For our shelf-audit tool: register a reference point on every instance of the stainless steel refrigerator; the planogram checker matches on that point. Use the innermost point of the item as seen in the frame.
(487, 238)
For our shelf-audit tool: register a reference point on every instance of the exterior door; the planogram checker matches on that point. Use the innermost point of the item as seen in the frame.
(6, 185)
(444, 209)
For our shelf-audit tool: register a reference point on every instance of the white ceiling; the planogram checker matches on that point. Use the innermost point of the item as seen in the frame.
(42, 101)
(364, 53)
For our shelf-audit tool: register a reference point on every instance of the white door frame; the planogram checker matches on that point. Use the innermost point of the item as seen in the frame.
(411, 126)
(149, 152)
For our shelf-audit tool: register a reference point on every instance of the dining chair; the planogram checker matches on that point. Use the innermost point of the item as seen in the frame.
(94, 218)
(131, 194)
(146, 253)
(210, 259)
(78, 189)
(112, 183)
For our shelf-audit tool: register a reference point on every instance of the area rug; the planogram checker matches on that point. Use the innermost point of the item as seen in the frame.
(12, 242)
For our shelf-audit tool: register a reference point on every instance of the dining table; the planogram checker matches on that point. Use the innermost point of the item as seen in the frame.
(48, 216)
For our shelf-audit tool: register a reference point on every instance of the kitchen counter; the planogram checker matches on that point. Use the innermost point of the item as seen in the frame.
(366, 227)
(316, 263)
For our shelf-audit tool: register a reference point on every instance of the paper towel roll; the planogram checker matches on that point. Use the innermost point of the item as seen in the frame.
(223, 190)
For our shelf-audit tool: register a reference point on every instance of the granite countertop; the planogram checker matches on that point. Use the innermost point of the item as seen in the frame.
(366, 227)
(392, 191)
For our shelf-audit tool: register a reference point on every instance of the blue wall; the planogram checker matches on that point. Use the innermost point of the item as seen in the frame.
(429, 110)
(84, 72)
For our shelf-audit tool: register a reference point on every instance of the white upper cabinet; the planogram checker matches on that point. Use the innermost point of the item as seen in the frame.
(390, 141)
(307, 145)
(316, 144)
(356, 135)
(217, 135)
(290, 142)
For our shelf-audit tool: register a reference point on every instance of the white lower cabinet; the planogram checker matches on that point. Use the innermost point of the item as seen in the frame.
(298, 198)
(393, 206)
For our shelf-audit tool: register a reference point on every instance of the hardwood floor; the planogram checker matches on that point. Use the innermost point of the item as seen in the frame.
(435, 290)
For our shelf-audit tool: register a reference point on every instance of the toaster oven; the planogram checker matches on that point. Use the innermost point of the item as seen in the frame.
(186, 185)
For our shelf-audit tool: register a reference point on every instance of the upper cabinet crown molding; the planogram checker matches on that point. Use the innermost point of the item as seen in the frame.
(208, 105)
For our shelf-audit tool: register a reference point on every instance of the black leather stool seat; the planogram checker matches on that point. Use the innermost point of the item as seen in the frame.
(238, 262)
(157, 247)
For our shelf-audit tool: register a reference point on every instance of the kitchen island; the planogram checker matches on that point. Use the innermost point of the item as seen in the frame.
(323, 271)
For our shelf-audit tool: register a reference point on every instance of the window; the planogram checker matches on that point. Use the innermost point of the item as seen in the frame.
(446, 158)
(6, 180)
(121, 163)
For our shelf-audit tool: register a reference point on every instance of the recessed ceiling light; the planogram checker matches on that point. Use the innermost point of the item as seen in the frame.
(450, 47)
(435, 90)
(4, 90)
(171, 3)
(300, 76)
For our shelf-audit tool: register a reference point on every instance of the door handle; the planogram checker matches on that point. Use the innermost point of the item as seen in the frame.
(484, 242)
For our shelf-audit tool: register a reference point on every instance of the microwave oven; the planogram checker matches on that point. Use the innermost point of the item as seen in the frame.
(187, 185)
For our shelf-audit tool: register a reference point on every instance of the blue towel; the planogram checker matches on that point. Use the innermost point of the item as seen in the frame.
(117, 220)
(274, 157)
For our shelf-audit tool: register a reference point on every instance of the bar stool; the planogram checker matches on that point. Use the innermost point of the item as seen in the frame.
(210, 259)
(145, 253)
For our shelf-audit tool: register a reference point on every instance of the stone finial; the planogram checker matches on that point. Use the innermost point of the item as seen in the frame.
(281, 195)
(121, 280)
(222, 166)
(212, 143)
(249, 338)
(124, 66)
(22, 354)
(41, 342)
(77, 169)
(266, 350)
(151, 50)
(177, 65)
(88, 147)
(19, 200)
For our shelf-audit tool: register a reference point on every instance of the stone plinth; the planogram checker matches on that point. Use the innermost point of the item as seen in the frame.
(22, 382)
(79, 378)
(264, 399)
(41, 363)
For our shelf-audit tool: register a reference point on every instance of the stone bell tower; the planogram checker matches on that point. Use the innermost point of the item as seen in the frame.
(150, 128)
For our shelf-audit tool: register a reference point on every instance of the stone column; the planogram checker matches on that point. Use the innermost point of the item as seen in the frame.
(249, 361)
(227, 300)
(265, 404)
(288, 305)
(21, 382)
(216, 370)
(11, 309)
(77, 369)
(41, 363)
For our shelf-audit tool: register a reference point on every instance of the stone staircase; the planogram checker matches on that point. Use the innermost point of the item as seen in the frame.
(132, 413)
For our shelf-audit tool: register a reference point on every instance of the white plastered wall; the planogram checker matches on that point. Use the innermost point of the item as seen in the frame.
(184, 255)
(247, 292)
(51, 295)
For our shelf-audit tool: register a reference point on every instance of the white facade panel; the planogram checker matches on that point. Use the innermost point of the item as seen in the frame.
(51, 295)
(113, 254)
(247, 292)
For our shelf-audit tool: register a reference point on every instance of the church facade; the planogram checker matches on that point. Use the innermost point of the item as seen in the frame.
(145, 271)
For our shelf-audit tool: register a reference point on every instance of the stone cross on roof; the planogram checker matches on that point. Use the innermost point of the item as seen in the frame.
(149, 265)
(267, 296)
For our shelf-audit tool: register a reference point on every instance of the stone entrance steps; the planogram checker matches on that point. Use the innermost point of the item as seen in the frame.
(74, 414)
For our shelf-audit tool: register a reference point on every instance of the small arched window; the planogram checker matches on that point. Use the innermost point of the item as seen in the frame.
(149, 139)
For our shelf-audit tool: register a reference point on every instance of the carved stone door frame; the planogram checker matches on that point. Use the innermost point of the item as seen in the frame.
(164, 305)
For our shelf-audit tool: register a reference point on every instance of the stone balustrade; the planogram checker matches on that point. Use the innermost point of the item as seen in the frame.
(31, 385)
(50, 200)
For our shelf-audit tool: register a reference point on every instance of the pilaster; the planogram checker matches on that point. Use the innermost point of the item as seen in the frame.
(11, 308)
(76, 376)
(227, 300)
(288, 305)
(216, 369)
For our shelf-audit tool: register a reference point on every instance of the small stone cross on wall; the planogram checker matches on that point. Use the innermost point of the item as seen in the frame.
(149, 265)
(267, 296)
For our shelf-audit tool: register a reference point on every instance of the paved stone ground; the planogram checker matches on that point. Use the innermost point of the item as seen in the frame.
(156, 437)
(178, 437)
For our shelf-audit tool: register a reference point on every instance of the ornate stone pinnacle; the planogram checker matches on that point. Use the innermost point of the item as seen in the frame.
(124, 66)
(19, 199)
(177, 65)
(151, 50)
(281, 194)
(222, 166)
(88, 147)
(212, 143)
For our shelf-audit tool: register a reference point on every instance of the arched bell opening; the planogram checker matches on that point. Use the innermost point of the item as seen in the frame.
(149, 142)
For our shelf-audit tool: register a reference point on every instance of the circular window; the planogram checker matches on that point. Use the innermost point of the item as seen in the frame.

::::

§ **WRITTEN TASK**
Would you give the material above again, complete and exact?

§ **EXPECTED ANSWER**
For our shelf-audit tool: register a reference point on every instance of the stainless steel refrigerator; the planogram checker matches on that point. Use the innermost point of the item as seen in the frame.
(487, 238)
For our shelf-audit tool: register a reference point on every instance of the exterior door; the planogram checker matches on that point. Use the innermost point of the item as seen in the frame.
(6, 185)
(444, 209)
For our shelf-audit tool: register a reference point on every instance of the white ceiling; the planogram checker matches on that point. Use the innermost point of the item as seen in the frame.
(42, 101)
(364, 53)
For our shelf-audit tool: register a reference point on every instance of the white door frame; the planogram checker matches on that point. Use the innermost point of the item as seen in the frame.
(411, 126)
(149, 152)
For our shelf-audit tool: register a reference point on every instance of the dining chair; the planogram checker matches on that point. Use the innermost point of the item as seen in the frame.
(94, 218)
(131, 194)
(146, 253)
(210, 259)
(78, 189)
(112, 183)
For our shelf-audit tool: register a reference point on every instance of the area rug; the planogram checker matches on that point. Use the innermost point of the item as seen in the frame.
(12, 242)
For our shelf-audit tool: register a reference point on every instance of the dining table; the planogram checker matches on that point. Use the innermost point of the item as seen in the frame.
(48, 216)
For our shelf-audit tool: register a reference point on every instance of the kitchen counter; the planogram checker matches on that point. Use the innermost point of the item as seen in the frame.
(366, 227)
(316, 263)
For our shelf-audit tool: register a reference point on every instance of the paper towel roll; the planogram checker matches on that point. Use the innermost point of the item as seen in the frame.
(223, 190)
For our shelf-audit tool: register a reference point on every instance of the granite countertop; the planogram checker matches on that point. Use the innermost point of the item as seen in the frame.
(366, 227)
(392, 191)
For our shelf-audit tool: register a reference point on every instance of the blue wall; the planogram checker matches on that point. Use the innermost point of the item as seen in the frame.
(429, 110)
(84, 72)
For our shelf-audit tool: register a reference point on every instance of the white upper cabinet; the planogram checker matches on that point. Use the innermost point of the item as seen in the frame.
(390, 141)
(307, 145)
(316, 144)
(356, 135)
(217, 135)
(290, 142)
For our shelf-audit tool: register a reference point on every instance of the white lower cabinet; the planogram checker matches on that point. Use the innermost point of the item as seen in the frame.
(298, 198)
(393, 206)
For our shelf-audit tool: register a reference point on every instance of the hardwood floor; the planogram checker matches on that point. Use the innermost point of the item as seen in the frame.
(435, 290)
For our shelf-audit tool: register a reference point on every instance of the toaster oven; the planogram checker matches on that point. Use the innermost point of the item as seen in the frame.
(186, 185)
For our shelf-audit tool: register a reference point on every instance of the upper cabinet crown molding; the planogram checker matches on that point. Use the innermost point of the item as seen in the frame.
(208, 105)
For our shelf-audit tool: register a reference point on every instance of the black leather stool seat; the planogram checker matches on that point. Use the innermost point of the item as seen in the frame.
(238, 262)
(157, 247)
For our shelf-audit tool: register a reference point on every instance of the kitchen island; the planogram checker matches on that point. Use the innermost point of the item as seen in the frame.
(323, 271)
For our shelf-audit tool: register a reference point on every instance of the window; the planogram checker matches on that point. Use the innermost point of the item as seen in the frame.
(446, 158)
(6, 180)
(121, 163)
For our shelf-audit tool: register a reference point on every instance of the recessed ceiling light; the planogram checker matches on that point. Use the innermost point of the item as seen in the frame.
(450, 47)
(435, 90)
(4, 90)
(171, 3)
(300, 76)
For our shelf-audit tool: register a reference point on every instance of the door handle; the planogram checker matches on that point. Use the innermost point of the item as seen in the frame.
(484, 242)
For our shelf-audit tool: register a reference point on every instance of the microwave oven; the planogram checker matches on that point. Use the innermost point of the item as seen in the frame.
(187, 185)
For our shelf-audit tool: register a reference point on every instance of the blue towel; the planogram checker matches on that point. Use the innermost point of the item as seen in the frame.
(117, 220)
(274, 157)
For our shelf-audit tool: register a reference point on every instance of the bar stool; the planogram checker matches on that point. Use the innermost point of the item as seen in the frame.
(210, 259)
(145, 253)
For our shelf-audit tool: register a reference point on every instance of the stone finial; the planogram checker matches on that point. Use the innermost point of the item as seen in the frame.
(281, 195)
(121, 280)
(222, 166)
(212, 143)
(249, 338)
(124, 66)
(22, 354)
(41, 342)
(77, 169)
(266, 350)
(151, 50)
(177, 65)
(88, 147)
(19, 200)
For our shelf-audit tool: register a reference point on every instance of the stone plinth; the planogram checker matches on that point. Use the innermost point of the item as seen in the frame.
(22, 382)
(79, 378)
(264, 399)
(41, 363)
For our shelf-audit tool: register a reference point on every instance of the stone bell tower; the planogram checker matches on that point. Use the innermost point of the item as seen in the frame.
(150, 128)
For our shelf-audit tool: register a reference point on every instance of the stone column; the planogram checker matches on that point. Use the innermost point of the item as seen in the frame.
(249, 361)
(227, 300)
(265, 404)
(288, 305)
(21, 382)
(216, 370)
(11, 309)
(77, 369)
(41, 363)
For our shelf-audit tool: register a reference point on every instance of the stone staircase; the planogram checker matches on that point. Use the innermost point of the item as seen in the frame.
(132, 413)
For our shelf-audit tool: register a reference point on every instance of the white plastered wall; the planogram checker matches on that point. Use the innermost point of the item as seen in the frame.
(184, 255)
(247, 292)
(51, 295)
For our shelf-audit tool: register a reference point on every instance of the white facade panel; the planogram checker matches on that point. Use the innermost point of the item as seen in the frame.
(51, 295)
(113, 254)
(247, 292)
For our shelf-audit tool: register a reference point on every instance of the church facade; the planogram checker matches on that point. Use the innermost point of the item as seen in the frame.
(145, 271)
For our shelf-audit tool: register a reference point on every instance of the stone cross on roof; the planogram checker matches on that point. Use the innermost point of the item as seen in the frame.
(149, 265)
(267, 296)
For our shelf-audit tool: register a reference point on every instance of the stone entrance steps; the planogram checker matches on that point. Use the innermost point of the item as seen in the frame.
(74, 414)
For our shelf-audit tool: register a reference point on every instance of the small arched window; the planogram checker matches on that point. Use the innermost point of the item as seen in the frame.
(149, 139)
For our shelf-audit tool: register a reference point on every instance of the carved stone door frame; the planogram checker matches on that point. Use the innermost point of the item as seen in the frame.
(164, 305)
For our shelf-audit tool: register a reference point on every instance of the stone balustrade; the planogram checker matches on that point. Use the innermost point of the item as seen in the frame.
(31, 385)
(50, 200)
For our shelf-audit tool: register a reference point on every instance of the pilaster; the planogram checker matches on that point. Use the innermost point of the item as seen in the frame.
(11, 308)
(76, 376)
(227, 300)
(288, 305)
(216, 369)
For our shelf-audit tool: register a reference point on every instance of the small stone cross on wall; the planogram checker matches on that point. Use the innermost point of the item as seen in the frame.
(149, 265)
(267, 296)
For our shelf-audit tool: register a reference point on every instance of the paved stone ground; the planogram checker matches on that point. Use the innermost point of the item as seen in the frame.
(156, 437)
(178, 437)
For our shelf-audit tool: register a reference point on every instance of the ornate stone pinnacle; the planogram checker matches on that point. Use the innermost point of the item as seen in the frame.
(124, 66)
(19, 199)
(177, 65)
(151, 50)
(281, 194)
(222, 166)
(88, 147)
(212, 143)
For our shelf-audit tool: register a reference point on every instance of the arched bell opening; the planogram checker matches on that point. Use the innermost point of the item as seen in the frame.
(149, 142)
For our shelf-audit tool: register a reference point on every instance of the circular window; the planogram checker matches on that point. Use the innermost point of the item as seen in the frame.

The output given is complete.